Exercise description: Down to the last line, copy the records below without any change.

= = =

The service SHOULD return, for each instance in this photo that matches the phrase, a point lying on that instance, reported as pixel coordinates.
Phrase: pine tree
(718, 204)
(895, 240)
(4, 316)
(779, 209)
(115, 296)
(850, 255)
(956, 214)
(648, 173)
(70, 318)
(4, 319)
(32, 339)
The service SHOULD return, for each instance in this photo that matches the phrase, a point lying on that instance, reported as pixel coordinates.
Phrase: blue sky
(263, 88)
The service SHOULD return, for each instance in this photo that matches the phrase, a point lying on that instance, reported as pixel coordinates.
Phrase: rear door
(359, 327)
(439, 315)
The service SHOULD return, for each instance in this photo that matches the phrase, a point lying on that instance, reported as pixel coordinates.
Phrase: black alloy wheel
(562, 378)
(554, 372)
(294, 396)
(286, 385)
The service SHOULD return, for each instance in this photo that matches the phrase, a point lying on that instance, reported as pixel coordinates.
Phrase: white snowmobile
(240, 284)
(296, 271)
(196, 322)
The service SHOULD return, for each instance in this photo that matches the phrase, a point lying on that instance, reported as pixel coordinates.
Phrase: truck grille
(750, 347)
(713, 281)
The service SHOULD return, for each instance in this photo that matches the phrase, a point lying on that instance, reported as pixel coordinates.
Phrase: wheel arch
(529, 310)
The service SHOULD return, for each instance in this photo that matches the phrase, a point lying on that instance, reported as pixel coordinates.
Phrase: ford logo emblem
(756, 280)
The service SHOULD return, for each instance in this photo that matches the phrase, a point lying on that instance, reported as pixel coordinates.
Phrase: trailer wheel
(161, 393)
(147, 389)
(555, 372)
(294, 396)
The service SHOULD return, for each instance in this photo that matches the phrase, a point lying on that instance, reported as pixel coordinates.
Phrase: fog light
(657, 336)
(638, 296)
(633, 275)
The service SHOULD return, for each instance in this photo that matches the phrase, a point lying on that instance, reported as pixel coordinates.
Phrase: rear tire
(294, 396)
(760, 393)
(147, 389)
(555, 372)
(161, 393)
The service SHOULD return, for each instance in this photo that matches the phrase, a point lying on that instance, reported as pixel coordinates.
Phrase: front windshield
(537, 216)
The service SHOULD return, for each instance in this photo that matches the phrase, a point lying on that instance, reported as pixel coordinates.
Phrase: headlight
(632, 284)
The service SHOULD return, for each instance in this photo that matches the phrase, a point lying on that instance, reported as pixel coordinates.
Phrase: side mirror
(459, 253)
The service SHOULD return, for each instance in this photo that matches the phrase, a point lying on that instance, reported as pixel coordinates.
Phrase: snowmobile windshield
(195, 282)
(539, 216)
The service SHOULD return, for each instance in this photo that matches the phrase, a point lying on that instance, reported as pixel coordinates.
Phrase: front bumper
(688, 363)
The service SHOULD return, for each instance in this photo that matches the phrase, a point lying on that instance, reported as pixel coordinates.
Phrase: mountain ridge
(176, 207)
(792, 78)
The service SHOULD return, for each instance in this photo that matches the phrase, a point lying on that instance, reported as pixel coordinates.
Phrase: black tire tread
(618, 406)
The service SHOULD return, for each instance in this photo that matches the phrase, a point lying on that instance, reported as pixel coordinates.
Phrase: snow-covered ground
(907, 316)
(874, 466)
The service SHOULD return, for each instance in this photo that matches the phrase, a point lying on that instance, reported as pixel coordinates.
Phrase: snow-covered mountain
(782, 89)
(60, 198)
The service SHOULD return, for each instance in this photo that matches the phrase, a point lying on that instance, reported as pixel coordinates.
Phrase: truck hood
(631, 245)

= = =

Solution to this problem:
The service SHOULD return, for each instance in this photo that matches the phrase, a point lying on that instance, reported as pixel coordinates.
Phrase: pine tree
(718, 204)
(895, 240)
(4, 316)
(779, 209)
(115, 296)
(850, 255)
(956, 214)
(648, 173)
(70, 318)
(4, 319)
(32, 339)
The service SHOULD return, for each instance in this photo that matches the phrase, a point lying on that instance, reported as pixel coordinates.
Phrase: blue sky
(263, 88)
The service SHOULD return, for each instance in this photo that matches the phrase, a point lying on that instance, reported as pixel coordinates.
Phrase: rear door
(359, 327)
(439, 315)
The service SHOULD return, for each instance in this photo that matches the phrase, a point lying on that instance, reported as pixel coordinates.
Phrase: black alloy wheel
(562, 378)
(554, 372)
(294, 396)
(286, 385)
The service SHOULD return, for each instance in this photo that matches the phrase, a point lying on that instance, reported as pixel coordinates.
Phrase: white snowmobile
(240, 284)
(296, 271)
(196, 322)
The service SHOULD return, for each instance in this photo that matches the phrase, a point lying on that instance, reported as pixel coordinates.
Phrase: truck grille
(750, 347)
(713, 281)
The service SHOULD return, for each instance in this photo that matches the phrase, a point lying on that instance, reported as pixel coordinates.
Phrase: wheel arch
(529, 310)
The service SHOULD return, for each instance in this photo that matches the phrase, a point lying on that instance, reported as pixel coordinates.
Phrase: ford logo emblem
(756, 280)
The service SHOULD return, for each instance in this photo that matches the phrase, a point lying on that instance, reported as pixel coordinates.
Phrase: trailer wheel
(161, 393)
(147, 389)
(555, 372)
(294, 396)
The service SHOULD return, for each instance in this photo that matches the phrase, a point lying on that instance, reported as pixel coordinates.
Phrase: fog light
(657, 336)
(638, 296)
(633, 275)
The service SHOULD return, for each instance in this photo that matches the phrase, a point lying on that instance, reported as pixel coordinates.
Phrase: rear tire
(294, 396)
(760, 393)
(147, 389)
(555, 372)
(161, 393)
The service SHOULD return, for each instance in this photo that matches the phrase, a point lying on that instance, reported as pixel coordinates.
Phrase: front windshield
(537, 216)
The service SHOULD return, for each instance in this photo that matches the phrase, a point lying on that instance, reported as pixel coordinates.
Phrase: headlight
(632, 284)
The service SHOULD return, for each instance in this photo that matches the phrase, a point lying on that instance, reported as pixel coordinates.
Phrase: side mirror
(459, 253)
The service SHOULD return, for each instance in this photo that matches the phrase, a point lying on that instance, reported as pixel coordinates.
Phrase: snowmobile windshield
(195, 282)
(539, 216)
The service SHOULD return, for each instance in this photo that matches the phrase, a point lying on that instance, reported as pixel coordinates.
Phrase: front bumper
(688, 363)
The service SHOULD return, for each instance in this photo that matches the phrase, a point lying on that instance, reported as pixel coordinates.
Phrase: mountain ridge
(176, 207)
(792, 78)
The service SHOULD return, for each instance in this photo that matches the phrase, a point lying on that instance, reported as pixel coordinates.
Phrase: black tire tread
(618, 406)
The service SHOULD return, for each instance in this photo that matches the phrase, a point lying on that instance, reported as pixel coordinates.
Phrase: snow-covered ground
(907, 316)
(874, 466)
The service SHOULD return, for each instance in this photo that matches the phrase, a point lying on that instance, reported as pixel coordinates.
Phrase: snow-covered mountain
(782, 89)
(60, 198)
The service SHOULD return, for each instance in this photo that matches the phrase, a point lying on that instance, reported as pixel coordinates.
Phrase: truck hood
(631, 245)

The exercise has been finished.